*DOCUMENT SECTION:*
%%
Re: Lack of bit field instructions in x86 instruction set because of patents ?



In article <0%avl.14800$D32.8889@xxxxxxxxxxxxxxxxxxxx>,
Stephen Sprunk <stephen@xxxxxxxxxx> wrote:

Absolutely NOT! You do not get genuine reliability by complexity;
you get it in by designing the system to (a) not have certain classes
of errors in the first place, (b) being able to detect all errors of
certain other classes and having a reliable recovery method and, most
interestingly, (c) by ensuring that other errors are self-correcting.
And, lastly, by being able to prove (or at least provide very strong
evidence for) the claim that ALL failures (andticipated and otherwise)
fall into one of those classes.

Most large systems I'm familiar with do _not_ follow this model. They
started with a naive design and, as each error is discovered, they hack
on the code to deal with it -- introducing multiple new errors, so the
complexity grows exponentially.

I didn't say they did - I said that it is the way to get genuine
reliability! If you deduce from that I am saying that most large
systems do not provide genuine reliability, you understand my point
perfectly ....

Any system for which "failure must be impossible" falls into this
category in my experience -- and they always eventually collapse
horribly under their own weight.

Indeed. Which is precisely why the approach I described is the only
practicable way of delivering that target.

The only place that the actual programming comes in is in coding up
the design in such a way that you haven't introduced new error modes.
%%
*EXERCISE DIRECTIONS:*
Extend the newsgroup post on designing systems for genuine reliability, beginning immediately after its final sentence.

*DATA TO EXAMINE:*
%%
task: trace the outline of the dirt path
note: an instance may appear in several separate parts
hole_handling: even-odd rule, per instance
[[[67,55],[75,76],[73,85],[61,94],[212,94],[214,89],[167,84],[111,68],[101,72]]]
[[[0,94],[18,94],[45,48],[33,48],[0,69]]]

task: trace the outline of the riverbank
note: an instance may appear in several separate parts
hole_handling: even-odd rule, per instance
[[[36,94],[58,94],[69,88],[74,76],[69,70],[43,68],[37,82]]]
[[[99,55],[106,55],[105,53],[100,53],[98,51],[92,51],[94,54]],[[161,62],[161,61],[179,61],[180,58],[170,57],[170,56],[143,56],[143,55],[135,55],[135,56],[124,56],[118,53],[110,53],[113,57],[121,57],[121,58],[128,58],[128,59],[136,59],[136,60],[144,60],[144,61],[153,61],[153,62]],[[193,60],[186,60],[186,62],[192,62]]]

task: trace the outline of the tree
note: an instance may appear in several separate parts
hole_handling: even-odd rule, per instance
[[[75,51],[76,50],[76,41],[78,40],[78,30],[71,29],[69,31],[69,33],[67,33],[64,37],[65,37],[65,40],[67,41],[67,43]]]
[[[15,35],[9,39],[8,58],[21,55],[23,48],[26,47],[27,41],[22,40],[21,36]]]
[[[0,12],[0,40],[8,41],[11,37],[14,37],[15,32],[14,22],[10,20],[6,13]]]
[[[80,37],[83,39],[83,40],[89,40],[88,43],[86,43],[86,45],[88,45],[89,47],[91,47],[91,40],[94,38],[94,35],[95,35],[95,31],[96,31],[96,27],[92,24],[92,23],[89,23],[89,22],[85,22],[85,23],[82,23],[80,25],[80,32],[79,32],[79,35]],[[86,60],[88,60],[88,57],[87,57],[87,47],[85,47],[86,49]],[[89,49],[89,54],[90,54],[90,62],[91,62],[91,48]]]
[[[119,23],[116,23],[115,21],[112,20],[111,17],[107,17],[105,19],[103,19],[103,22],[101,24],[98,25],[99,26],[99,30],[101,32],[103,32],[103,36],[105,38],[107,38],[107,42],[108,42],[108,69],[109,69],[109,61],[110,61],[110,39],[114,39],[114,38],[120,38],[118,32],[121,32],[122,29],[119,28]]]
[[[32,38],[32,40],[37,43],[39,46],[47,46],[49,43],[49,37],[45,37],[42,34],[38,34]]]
%%
*ANSWER BOX:*
You must work with some amazing programmers if you can say that with a
straight face.

I haven't even heard of it being done very often, I agree :-(

And THAT is where the POSIX/C threading model fails so badly.

Hmm.

Yeah :-(

The Internet works so well in the face of failures because it was
designed with the assumption that failures would be common -- which gave
rise to the mistaken claim that it was designed to survive nuclear
attack. In practice failures are not as common as expected, but they're
common enough to test all the various bits of error-handling code and
expose bugs quickly; in many other systems, the error handling code is
actually the least reliable part because it's never used and thus never
tested (if the error conditions are even known and responses specified).

Sorry, but that's completely wrong. The layers of timeout and retry
are such that certain failure modes are both ubiquitous and largely
unrecognised. Older protocols like FTP were/are notorious, but that
applies even to the TCP layer.

The effect is that those modes cause a mere loss of performance,
wasted bandwidth and failure to diagnose problems correctly, but all
those effects are largely hidden by higher layers and ignorance
about what should happen.

You can take down a small part of the Internet, or degrade a large part,
but so far nobody's ever managed to take down the entire thing
completely and all at once. I'm not even sure it's theoretically
possible; even the worst-case scenarios still have _some_ traffic
getting through.

Not really. There would be still some traffic possible in disconnected
sections of it, but it would cease to be a network. All it needs is
the USA Tier-1 DNS to go AWOL (as has happened with some others) ....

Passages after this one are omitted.